Instructions to follow: Which lines below contain the string "modern"? Pick out and copy each of them, matching case exactly.

[Excerpts from a location annotation dataset]
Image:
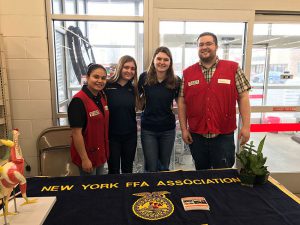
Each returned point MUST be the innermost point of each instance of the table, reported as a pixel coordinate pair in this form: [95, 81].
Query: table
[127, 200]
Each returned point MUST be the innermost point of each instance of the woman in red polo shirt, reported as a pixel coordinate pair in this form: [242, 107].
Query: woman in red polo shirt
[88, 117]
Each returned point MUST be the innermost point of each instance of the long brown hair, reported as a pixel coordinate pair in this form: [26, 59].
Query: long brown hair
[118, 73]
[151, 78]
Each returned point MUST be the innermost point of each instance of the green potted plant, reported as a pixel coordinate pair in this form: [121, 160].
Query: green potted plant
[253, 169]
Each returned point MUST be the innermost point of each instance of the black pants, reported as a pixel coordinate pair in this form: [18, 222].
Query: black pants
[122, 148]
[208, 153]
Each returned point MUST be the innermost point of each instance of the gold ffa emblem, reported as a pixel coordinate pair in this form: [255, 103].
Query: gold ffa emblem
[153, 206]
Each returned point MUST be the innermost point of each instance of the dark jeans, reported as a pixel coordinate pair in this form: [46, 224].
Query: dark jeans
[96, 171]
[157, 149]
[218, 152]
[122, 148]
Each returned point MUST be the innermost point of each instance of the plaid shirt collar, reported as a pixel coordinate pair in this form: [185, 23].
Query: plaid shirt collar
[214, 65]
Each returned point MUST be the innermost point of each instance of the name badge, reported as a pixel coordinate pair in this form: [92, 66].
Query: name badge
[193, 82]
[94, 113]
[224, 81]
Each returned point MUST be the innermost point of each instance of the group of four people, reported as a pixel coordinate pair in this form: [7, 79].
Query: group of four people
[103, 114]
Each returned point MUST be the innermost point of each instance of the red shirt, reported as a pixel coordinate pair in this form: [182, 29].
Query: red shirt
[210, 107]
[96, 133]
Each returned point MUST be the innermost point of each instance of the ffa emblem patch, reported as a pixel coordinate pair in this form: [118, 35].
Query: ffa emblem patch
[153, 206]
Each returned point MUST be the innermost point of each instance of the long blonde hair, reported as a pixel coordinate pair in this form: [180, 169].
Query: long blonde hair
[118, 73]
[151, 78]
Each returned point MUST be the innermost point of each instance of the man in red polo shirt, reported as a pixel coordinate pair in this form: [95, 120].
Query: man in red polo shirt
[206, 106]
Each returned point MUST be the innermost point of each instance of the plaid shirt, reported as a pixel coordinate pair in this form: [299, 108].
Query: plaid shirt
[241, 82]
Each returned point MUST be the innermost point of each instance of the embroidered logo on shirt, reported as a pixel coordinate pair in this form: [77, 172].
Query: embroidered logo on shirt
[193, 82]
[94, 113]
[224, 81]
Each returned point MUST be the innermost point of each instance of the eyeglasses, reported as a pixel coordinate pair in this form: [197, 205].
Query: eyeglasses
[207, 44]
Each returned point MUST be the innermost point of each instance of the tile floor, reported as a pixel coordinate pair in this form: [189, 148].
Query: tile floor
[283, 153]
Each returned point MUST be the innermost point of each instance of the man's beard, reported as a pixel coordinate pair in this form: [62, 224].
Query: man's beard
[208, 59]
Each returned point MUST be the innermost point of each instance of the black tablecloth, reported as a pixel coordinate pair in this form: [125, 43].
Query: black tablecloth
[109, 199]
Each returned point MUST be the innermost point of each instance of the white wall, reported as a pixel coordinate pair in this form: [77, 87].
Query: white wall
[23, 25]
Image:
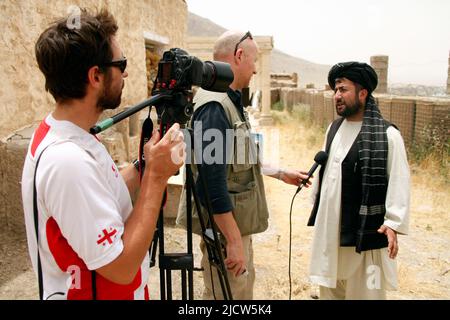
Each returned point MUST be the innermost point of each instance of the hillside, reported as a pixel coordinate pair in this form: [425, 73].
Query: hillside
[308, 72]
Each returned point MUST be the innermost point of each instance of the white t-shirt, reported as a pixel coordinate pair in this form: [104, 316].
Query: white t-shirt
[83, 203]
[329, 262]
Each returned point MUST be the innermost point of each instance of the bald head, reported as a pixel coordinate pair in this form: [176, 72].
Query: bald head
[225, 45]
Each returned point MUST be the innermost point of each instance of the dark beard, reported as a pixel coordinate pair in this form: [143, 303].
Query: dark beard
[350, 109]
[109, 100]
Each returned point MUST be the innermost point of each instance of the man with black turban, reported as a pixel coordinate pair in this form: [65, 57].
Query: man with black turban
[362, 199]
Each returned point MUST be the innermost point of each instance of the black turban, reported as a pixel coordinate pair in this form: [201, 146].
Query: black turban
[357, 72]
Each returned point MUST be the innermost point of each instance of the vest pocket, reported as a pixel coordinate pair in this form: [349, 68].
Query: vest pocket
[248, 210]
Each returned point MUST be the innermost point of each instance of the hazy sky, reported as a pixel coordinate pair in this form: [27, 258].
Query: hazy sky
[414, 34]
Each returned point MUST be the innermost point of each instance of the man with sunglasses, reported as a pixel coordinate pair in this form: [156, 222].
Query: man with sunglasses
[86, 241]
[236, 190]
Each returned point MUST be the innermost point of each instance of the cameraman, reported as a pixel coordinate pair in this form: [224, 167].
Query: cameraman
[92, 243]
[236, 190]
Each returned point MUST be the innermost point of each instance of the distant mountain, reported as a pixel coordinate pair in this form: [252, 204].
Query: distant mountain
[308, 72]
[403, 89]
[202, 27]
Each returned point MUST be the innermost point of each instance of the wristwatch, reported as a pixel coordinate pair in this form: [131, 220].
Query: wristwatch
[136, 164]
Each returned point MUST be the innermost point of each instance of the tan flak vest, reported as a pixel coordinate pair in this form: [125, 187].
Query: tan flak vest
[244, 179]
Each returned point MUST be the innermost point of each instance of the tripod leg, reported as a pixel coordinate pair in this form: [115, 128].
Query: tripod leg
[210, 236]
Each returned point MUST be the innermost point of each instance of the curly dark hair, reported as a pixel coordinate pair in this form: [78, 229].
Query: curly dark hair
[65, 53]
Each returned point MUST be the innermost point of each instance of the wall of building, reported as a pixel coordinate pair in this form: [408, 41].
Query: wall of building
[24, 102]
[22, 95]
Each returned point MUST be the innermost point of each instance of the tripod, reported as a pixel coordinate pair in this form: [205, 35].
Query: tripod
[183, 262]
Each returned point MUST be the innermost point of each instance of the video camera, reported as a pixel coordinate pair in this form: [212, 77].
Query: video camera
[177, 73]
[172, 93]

---

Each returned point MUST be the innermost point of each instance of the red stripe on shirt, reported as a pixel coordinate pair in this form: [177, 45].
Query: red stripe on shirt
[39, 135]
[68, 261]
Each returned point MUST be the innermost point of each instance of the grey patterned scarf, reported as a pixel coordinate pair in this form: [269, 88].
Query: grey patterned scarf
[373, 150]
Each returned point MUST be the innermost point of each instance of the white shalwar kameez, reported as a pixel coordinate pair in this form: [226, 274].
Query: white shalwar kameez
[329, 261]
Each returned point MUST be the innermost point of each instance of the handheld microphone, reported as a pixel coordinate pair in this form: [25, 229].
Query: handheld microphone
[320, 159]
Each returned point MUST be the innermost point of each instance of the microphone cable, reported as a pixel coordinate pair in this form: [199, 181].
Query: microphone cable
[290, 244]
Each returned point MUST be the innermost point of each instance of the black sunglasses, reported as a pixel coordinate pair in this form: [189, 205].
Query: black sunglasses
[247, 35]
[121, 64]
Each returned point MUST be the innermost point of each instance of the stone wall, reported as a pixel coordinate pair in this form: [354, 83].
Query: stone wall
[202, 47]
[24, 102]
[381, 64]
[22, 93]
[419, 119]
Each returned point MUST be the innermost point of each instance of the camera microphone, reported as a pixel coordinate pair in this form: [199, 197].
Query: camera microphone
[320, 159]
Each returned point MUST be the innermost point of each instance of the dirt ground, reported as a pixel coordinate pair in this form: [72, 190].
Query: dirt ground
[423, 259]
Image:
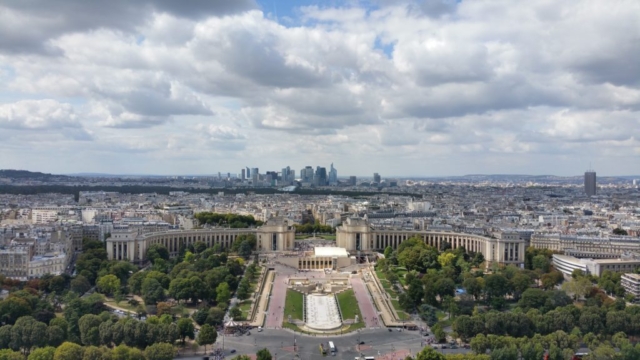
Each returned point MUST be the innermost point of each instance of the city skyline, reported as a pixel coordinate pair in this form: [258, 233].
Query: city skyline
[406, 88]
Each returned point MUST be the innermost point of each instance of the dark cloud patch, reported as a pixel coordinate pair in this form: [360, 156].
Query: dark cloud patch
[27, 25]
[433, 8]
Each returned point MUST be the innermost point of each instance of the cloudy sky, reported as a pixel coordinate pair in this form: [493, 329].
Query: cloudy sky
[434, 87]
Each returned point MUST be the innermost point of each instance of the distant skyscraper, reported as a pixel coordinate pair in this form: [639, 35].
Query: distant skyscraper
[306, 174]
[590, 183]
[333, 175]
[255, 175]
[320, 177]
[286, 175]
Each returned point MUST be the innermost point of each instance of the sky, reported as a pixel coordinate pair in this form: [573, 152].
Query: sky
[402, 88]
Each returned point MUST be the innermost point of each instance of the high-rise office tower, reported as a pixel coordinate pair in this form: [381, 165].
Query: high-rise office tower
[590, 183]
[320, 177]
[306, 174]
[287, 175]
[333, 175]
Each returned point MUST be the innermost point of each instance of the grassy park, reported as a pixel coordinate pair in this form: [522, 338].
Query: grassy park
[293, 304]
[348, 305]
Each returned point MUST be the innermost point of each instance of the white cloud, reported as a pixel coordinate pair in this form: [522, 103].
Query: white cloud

==

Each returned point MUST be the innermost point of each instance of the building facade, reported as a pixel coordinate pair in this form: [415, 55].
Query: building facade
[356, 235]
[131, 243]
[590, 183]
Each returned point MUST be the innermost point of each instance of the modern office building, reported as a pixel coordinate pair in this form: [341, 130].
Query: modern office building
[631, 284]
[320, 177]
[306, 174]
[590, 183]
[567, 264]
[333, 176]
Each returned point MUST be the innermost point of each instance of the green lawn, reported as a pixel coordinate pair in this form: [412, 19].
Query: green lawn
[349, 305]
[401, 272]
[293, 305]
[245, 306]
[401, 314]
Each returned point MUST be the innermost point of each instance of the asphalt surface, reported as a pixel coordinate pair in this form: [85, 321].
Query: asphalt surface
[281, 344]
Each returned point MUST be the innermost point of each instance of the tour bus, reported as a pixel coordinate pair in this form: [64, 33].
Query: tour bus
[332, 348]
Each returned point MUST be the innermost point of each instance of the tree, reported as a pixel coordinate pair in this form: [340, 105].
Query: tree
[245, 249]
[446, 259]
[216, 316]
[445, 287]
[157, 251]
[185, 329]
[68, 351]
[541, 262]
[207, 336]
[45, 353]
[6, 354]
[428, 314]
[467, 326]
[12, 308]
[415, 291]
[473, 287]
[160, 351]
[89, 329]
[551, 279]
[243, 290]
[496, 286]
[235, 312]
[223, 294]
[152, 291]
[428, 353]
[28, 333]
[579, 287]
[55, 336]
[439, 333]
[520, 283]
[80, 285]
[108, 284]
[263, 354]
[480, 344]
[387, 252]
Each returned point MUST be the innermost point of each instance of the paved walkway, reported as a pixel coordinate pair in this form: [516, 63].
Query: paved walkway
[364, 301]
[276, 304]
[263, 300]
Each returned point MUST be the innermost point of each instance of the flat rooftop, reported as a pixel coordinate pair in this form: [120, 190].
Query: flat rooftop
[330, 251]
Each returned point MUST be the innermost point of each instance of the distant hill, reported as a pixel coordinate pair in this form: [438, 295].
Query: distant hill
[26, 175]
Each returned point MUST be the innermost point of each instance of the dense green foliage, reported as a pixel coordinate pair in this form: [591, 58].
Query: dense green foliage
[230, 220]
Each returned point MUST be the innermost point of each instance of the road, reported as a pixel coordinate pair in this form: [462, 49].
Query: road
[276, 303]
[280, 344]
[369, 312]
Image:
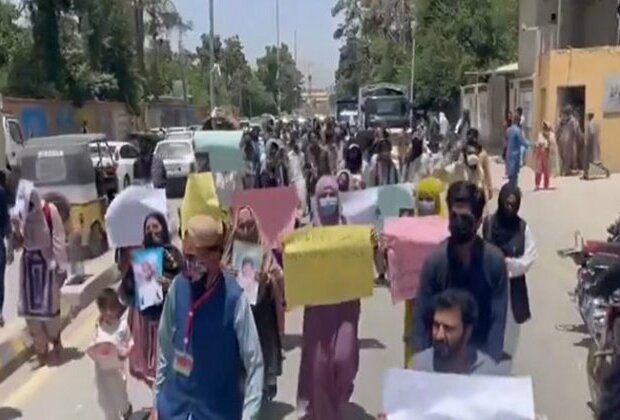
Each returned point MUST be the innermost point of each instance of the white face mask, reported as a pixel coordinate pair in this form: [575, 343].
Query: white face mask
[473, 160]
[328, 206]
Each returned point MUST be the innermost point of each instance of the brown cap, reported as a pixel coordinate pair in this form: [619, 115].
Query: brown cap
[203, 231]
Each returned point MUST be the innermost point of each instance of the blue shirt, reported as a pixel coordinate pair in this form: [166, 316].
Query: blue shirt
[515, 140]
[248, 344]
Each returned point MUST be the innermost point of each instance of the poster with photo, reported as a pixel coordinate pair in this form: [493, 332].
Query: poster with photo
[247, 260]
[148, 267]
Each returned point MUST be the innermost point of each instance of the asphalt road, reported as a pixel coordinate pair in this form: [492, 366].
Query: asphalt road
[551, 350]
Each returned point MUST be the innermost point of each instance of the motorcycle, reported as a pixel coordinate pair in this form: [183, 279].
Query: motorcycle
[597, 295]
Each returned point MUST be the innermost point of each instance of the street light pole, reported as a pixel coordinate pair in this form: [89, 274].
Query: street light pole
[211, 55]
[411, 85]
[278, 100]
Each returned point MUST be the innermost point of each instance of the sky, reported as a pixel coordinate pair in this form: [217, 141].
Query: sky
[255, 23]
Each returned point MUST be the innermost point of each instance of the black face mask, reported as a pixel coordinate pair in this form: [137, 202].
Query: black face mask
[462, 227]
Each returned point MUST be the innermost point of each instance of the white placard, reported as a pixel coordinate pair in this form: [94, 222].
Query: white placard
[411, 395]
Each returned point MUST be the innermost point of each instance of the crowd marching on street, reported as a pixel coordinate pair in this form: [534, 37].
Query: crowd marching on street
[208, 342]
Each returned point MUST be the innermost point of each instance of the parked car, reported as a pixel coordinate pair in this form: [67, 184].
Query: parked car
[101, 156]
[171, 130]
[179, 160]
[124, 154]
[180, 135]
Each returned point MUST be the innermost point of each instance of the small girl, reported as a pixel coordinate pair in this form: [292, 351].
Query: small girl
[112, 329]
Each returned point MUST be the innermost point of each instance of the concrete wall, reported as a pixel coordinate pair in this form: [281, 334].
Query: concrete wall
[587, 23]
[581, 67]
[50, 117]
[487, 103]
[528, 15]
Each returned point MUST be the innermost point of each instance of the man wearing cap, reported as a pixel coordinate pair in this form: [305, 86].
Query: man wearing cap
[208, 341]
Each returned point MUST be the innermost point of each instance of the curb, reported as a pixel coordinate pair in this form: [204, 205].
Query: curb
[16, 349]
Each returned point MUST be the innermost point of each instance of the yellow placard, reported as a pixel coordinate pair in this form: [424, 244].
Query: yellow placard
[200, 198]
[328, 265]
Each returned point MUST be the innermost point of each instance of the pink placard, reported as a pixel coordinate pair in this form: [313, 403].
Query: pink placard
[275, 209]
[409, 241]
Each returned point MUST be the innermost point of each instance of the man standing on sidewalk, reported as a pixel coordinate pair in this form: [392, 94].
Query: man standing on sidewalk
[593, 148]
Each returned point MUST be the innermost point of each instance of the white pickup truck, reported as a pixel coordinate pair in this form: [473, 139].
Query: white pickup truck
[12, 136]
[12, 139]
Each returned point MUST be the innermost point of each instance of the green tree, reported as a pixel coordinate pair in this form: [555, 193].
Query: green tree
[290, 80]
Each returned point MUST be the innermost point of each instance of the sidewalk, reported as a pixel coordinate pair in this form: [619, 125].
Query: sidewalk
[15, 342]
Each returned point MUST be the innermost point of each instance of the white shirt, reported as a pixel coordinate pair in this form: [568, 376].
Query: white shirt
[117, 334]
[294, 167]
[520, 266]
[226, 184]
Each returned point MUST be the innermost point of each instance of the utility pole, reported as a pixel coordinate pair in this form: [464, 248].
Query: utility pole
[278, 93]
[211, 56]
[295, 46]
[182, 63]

Task answer:
Each returned point MUST be the innermost point of each instance of the modern office building, reported as a pixel coordinate pair in this form: [341, 130].
Query: modern office building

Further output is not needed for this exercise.